EXERCISE MATERIAL:
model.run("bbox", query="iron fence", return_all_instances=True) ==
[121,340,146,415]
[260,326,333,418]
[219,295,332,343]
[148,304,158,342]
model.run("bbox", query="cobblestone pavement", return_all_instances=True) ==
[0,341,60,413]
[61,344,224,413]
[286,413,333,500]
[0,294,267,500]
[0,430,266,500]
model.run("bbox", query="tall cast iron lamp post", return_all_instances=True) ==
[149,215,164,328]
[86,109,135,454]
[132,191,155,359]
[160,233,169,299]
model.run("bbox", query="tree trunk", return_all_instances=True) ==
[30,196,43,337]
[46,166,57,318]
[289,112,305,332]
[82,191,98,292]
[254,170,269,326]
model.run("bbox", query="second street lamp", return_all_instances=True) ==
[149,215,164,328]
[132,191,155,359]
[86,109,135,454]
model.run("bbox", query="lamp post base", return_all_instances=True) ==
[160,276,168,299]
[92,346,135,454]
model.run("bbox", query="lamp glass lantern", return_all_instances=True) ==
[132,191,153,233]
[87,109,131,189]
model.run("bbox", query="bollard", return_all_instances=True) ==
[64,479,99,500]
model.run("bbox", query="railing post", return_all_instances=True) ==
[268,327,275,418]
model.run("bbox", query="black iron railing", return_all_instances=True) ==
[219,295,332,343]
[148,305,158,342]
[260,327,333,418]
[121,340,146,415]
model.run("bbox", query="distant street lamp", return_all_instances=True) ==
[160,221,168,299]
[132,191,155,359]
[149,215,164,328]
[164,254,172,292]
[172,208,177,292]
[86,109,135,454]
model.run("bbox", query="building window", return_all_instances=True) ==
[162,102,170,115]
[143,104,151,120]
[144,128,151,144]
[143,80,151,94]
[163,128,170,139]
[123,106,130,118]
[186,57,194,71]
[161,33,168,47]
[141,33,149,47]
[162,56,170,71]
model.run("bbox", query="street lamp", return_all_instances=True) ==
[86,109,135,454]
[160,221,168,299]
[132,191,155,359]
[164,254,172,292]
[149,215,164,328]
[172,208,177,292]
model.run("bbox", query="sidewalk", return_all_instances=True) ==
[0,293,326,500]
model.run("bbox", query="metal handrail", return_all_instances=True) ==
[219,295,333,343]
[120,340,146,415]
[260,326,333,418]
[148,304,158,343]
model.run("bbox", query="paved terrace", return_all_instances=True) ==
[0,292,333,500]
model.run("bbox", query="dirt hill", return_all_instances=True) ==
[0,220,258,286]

DO THIS:
Reproduce every line of the entries above without any changes.

COMPLETE RESPONSE:
model.run("bbox", query="iron fence", return_all_instances=True) ==
[121,340,146,415]
[260,326,333,418]
[219,295,332,343]
[148,304,158,342]
model.run("bbox", query="cobblestone pavement", return_all_instances=True) ==
[0,341,60,413]
[61,344,224,413]
[286,413,333,500]
[0,294,267,500]
[0,430,266,500]
model.run("bbox", query="tall cast iron lamp post", return_all_instances=True) ==
[149,215,164,328]
[86,109,135,454]
[132,191,155,359]
[160,233,169,299]
model.run("bbox", query="tree trunk", return_all_instances=True) ==
[30,196,43,337]
[46,166,57,318]
[289,112,305,332]
[82,191,98,292]
[254,170,269,326]
model.run("bbox", query="second street lamp", return_all_instances=True) ==
[149,215,164,328]
[132,191,155,359]
[86,109,135,454]
model.run("bbox", query="lamp post base", return_all_instances=True) ==
[160,276,168,299]
[92,346,135,454]
model.run("bbox", query="lamp glass lantern", return_all_instances=True) ==
[132,191,153,233]
[87,109,131,189]
model.run("bbox", query="bollard", return_all_instances=True) ==
[64,479,99,500]
model.run("bbox", query="railing post", return_all_instances=True) ==
[268,327,275,418]
model.run("bbox", query="black iron railing", return_all_instances=True) ==
[219,295,332,343]
[148,305,158,342]
[260,327,333,418]
[121,340,146,415]
model.run("bbox", query="distant street lamp", return_all_instances=True) ==
[160,221,168,299]
[132,191,155,359]
[149,215,164,328]
[164,254,172,292]
[172,208,177,292]
[86,109,135,454]
model.run("bbox", query="building window", return_all_instances=True) ==
[162,102,170,115]
[143,104,151,120]
[144,128,151,144]
[143,80,151,94]
[163,128,170,139]
[123,106,130,118]
[186,57,194,71]
[161,33,168,47]
[141,33,149,47]
[162,56,170,71]
model.run("bbox", query="street lamp", return_all_instances=True) ==
[86,109,135,454]
[160,221,168,299]
[132,191,155,359]
[164,254,172,292]
[149,215,164,328]
[172,208,177,292]
model.run("bbox", query="sidewalk", return_all_instances=True) ==
[0,293,326,500]
model.run("bbox", query="metal handrail", return_all_instances=True) ==
[219,295,333,343]
[120,340,146,415]
[260,326,333,418]
[148,304,158,343]
model.run("bbox", query="paved terrace", return_all_instances=True) ==
[0,292,333,500]
model.run("bbox", query="dirt hill", return_all_instances=True) ==
[0,220,258,286]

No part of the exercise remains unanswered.